▶ [Set task 1]
Please translate this sentence from the hyper-fluency text below into Spanish: "And we definitely noticed that Gen Z geeked out on lots of things."

▶ [Excerpted text]
····················

Absolutely. Gosh, that's a great question. First of all, to answer a little bit more broadly, one of the things that we look for is something that we call hyper-fluency. And this is in people that are grantees, this is in people who are founders, – like it's across the board. And, hyper fluency is like this ability to talk backwards and forwards, ad nauseam, about a space that they really love. And it's like that passion where, when the person is talking about something they're like on the edge of their seat, or they're the type of person who can't like, not, go up to the whiteboard and be like, but look, it works like this and that! And part of that is they really want to bring their geekery to other people. When we say this at 1517, we collect social geeks. So it's people who love to geek out about things, but not necessarily to look smart, but because they want other people to feel some of that [ ]  for the same thing as they do. And then to trade geek areas.

And we definitely noticed that Gen Z geeked out on lots of things. And even just this concept of being a geek, I think has changed. Like, you can be a geek in anything now it's not just “Oh, I like computers, and blah, blah, blah”. It's like at the camp that we had, we asked this question, What are you irrationally passionate about?” And we had young people who are very passionate in STEM areas, but we also had, people who were passionate in the arts. And we brought them all together, and they all loved sharing that geekery with each other.

····················

▶ [Dataset records]
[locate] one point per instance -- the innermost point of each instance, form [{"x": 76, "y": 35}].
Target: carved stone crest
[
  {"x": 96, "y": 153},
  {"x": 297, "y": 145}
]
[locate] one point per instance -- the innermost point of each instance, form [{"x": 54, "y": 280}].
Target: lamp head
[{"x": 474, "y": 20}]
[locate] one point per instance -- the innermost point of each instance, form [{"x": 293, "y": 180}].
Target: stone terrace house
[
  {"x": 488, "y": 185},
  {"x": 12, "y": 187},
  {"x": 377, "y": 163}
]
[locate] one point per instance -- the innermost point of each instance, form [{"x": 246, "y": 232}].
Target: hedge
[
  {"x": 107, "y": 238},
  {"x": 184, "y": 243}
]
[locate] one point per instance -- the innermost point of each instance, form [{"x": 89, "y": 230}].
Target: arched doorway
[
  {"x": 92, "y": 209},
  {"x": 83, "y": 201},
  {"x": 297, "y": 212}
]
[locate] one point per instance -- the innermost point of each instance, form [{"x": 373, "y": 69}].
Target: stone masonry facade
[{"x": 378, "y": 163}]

····················

▶ [Set task 2]
Put every one of the rows above into a Markdown table with the columns No. and Line, numbering each row and leaving out any blank lines.

▶ [Output 1]
Y definitivamente notamos que la Generación Z se apasionaba por muchas cosas.

▶ [Output 2]
| No. | Line |
|---|---|
| 1 | [locate] one point per instance -- the innermost point of each instance, form [{"x": 76, "y": 35}]. |
| 2 | Target: carved stone crest |
| 3 | [ |
| 4 |   {"x": 96, "y": 153}, |
| 5 |   {"x": 297, "y": 145} |
| 6 | ] |
| 7 | [locate] one point per instance -- the innermost point of each instance, form [{"x": 54, "y": 280}]. |
| 8 | Target: lamp head |
| 9 | [{"x": 474, "y": 20}] |
| 10 | [locate] one point per instance -- the innermost point of each instance, form [{"x": 293, "y": 180}]. |
| 11 | Target: stone terrace house |
| 12 | [ |
| 13 |   {"x": 488, "y": 185}, |
| 14 |   {"x": 12, "y": 187}, |
| 15 |   {"x": 377, "y": 163} |
| 16 | ] |
| 17 | [locate] one point per instance -- the innermost point of each instance, form [{"x": 246, "y": 232}]. |
| 18 | Target: hedge |
| 19 | [ |
| 20 |   {"x": 107, "y": 238}, |
| 21 |   {"x": 184, "y": 243} |
| 22 | ] |
| 23 | [locate] one point per instance -- the innermost point of each instance, form [{"x": 89, "y": 230}]. |
| 24 | Target: arched doorway |
| 25 | [ |
| 26 |   {"x": 92, "y": 209}, |
| 27 |   {"x": 83, "y": 201}, |
| 28 |   {"x": 297, "y": 212} |
| 29 | ] |
| 30 | [locate] one point per instance -- the innermost point of each instance, form [{"x": 373, "y": 69}]. |
| 31 | Target: stone masonry facade |
| 32 | [{"x": 378, "y": 163}] |